> [What is expected] Leave the images out. Give every line below again, precisely.
── Excerpted data ──
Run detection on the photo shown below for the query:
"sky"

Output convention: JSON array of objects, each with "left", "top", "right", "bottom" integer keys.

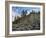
[{"left": 12, "top": 7, "right": 40, "bottom": 17}]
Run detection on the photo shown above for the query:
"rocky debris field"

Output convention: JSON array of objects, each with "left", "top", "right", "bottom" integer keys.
[{"left": 12, "top": 23, "right": 40, "bottom": 31}]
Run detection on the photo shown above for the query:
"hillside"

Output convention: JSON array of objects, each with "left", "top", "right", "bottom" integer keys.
[{"left": 12, "top": 13, "right": 40, "bottom": 31}]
───
> [Expected output]
Run detection on the photo shown below for the query:
"sky"

Output convention: JSON array of objects, each with "left", "top", "right", "bottom" integer keys.

[{"left": 12, "top": 7, "right": 40, "bottom": 17}]
Run detection on the photo shown above for the query:
"rocky debris field"

Output convention: JSON array of objects, each with "left", "top", "right", "bottom" integer keys.
[{"left": 12, "top": 23, "right": 40, "bottom": 31}]
Run detection on the photo shown above for the query:
"hillside"

Output convention: JSON array of objects, each with "left", "top", "right", "bottom" integer keys.
[{"left": 12, "top": 13, "right": 40, "bottom": 31}]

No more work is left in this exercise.